*Exercise brief*
Beginning at the line containing "Would you kindly indicate the glass" and continuing to the end of the records below, give each line again exactly as it stands, and only those lines.
╭──
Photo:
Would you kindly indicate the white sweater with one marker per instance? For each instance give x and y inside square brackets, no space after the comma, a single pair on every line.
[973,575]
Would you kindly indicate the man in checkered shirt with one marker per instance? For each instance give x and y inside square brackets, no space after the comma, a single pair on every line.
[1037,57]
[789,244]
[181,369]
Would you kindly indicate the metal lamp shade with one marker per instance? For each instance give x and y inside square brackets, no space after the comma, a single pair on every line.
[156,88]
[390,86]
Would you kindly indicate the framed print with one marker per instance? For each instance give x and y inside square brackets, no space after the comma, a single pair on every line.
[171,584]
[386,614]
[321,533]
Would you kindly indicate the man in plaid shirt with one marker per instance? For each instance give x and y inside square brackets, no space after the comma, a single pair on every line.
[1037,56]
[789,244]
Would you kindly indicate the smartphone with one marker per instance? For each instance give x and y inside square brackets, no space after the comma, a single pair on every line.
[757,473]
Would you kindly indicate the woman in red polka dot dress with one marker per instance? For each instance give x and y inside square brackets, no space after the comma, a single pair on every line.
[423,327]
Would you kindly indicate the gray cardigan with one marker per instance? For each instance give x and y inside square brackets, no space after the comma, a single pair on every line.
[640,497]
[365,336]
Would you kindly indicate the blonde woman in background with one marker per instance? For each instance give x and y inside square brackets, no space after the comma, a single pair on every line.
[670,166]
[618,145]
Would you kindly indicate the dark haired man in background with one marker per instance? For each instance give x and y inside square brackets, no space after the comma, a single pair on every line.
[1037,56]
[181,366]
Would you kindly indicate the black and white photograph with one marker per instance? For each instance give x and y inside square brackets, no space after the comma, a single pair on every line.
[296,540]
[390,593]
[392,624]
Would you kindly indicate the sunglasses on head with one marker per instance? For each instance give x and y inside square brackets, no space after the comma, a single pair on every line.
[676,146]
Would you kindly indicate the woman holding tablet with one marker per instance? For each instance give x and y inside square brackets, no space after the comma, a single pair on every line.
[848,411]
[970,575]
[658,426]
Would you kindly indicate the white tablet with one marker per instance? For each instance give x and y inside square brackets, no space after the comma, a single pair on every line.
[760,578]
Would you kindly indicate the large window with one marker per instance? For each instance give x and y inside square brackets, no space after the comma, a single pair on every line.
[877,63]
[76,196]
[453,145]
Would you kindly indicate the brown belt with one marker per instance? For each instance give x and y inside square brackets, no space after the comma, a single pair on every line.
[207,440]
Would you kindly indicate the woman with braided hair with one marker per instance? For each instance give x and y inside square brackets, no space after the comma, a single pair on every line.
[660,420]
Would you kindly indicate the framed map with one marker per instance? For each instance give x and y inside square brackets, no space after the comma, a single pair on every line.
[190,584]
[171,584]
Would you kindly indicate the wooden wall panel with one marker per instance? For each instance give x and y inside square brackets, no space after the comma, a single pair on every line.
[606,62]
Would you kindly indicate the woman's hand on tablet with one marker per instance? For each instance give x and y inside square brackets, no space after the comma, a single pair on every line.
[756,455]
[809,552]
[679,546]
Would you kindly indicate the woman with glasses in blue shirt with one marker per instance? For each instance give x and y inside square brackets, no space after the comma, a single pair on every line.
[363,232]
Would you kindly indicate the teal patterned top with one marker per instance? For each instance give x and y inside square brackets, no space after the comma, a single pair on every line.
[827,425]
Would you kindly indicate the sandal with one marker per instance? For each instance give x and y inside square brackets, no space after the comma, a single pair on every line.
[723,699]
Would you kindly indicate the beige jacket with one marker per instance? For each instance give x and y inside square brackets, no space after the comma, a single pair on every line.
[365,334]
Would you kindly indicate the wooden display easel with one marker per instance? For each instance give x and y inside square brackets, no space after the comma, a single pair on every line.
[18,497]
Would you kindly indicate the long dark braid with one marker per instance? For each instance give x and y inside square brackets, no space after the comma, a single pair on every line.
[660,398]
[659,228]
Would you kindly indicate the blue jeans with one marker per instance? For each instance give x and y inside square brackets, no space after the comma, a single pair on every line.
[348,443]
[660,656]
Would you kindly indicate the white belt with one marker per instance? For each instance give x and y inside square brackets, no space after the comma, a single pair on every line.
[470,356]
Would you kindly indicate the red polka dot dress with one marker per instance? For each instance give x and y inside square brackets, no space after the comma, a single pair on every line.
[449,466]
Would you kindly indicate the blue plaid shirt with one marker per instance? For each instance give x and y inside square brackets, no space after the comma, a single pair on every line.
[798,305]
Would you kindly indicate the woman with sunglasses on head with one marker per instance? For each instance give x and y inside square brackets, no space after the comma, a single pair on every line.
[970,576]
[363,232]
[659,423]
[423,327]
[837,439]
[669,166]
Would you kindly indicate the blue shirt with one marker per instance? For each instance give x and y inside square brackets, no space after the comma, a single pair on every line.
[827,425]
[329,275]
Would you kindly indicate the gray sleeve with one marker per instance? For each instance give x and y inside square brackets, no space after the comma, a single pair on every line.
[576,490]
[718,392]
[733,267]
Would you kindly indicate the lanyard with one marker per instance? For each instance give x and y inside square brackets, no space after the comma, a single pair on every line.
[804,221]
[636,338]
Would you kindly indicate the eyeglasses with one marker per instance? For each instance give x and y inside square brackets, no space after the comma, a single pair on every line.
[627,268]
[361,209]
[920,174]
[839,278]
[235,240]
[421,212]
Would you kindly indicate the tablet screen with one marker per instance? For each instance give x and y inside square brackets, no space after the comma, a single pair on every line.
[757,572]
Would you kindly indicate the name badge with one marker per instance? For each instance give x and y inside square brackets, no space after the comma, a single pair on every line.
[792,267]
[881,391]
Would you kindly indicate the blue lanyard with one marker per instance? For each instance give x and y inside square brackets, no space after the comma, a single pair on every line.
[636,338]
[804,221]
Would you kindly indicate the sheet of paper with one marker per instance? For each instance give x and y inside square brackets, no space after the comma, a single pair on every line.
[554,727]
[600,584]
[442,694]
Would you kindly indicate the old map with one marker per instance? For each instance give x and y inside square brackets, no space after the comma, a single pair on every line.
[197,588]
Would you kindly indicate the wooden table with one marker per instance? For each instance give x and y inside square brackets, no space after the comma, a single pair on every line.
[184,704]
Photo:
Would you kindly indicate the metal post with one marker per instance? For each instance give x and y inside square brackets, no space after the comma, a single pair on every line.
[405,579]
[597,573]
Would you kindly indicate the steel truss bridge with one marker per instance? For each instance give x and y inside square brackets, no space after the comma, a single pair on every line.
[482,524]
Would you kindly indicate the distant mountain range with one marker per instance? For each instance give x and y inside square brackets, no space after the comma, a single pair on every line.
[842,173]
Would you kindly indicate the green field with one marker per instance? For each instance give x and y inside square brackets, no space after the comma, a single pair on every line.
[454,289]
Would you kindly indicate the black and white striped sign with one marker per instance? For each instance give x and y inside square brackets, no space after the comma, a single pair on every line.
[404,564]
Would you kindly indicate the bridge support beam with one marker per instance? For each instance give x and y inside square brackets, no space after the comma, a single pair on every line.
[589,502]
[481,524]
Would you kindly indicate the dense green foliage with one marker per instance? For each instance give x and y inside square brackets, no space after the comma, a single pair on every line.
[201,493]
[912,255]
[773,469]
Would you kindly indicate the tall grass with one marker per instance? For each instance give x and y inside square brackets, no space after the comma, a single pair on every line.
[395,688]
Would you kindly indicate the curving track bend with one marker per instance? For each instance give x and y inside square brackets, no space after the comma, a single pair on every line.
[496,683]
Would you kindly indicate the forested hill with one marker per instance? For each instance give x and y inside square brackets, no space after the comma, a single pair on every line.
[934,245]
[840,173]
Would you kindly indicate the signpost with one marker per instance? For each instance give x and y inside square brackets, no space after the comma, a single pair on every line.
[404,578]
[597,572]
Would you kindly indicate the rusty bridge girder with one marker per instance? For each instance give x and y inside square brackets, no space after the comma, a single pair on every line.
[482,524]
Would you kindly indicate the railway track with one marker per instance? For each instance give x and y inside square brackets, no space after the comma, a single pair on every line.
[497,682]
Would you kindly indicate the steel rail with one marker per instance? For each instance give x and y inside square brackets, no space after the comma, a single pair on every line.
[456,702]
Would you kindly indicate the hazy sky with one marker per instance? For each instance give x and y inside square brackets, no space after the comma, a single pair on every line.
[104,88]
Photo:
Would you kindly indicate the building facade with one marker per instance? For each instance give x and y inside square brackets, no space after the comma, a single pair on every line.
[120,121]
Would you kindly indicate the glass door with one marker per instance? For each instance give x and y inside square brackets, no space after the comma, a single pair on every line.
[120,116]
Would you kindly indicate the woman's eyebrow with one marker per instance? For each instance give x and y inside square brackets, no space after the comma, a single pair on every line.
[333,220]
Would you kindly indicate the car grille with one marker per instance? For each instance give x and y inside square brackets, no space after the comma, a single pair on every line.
╰──
*The answer*
Would you kindly indicate the glass door with one marker per instance? For each instance give x and y inside square brackets, no space after the comma, a single pair on every line.
[120,116]
Would you kindly indicate the woman's eyebrow with one marker per instance? For each instance give x and y inside square brackets, no space after the comma, a single pair on every line.
[333,220]
Would you kindly indicate the car grille with one marker per instance? For each instance give x and y inside square brackets, no space after the comma, a single pair on every line.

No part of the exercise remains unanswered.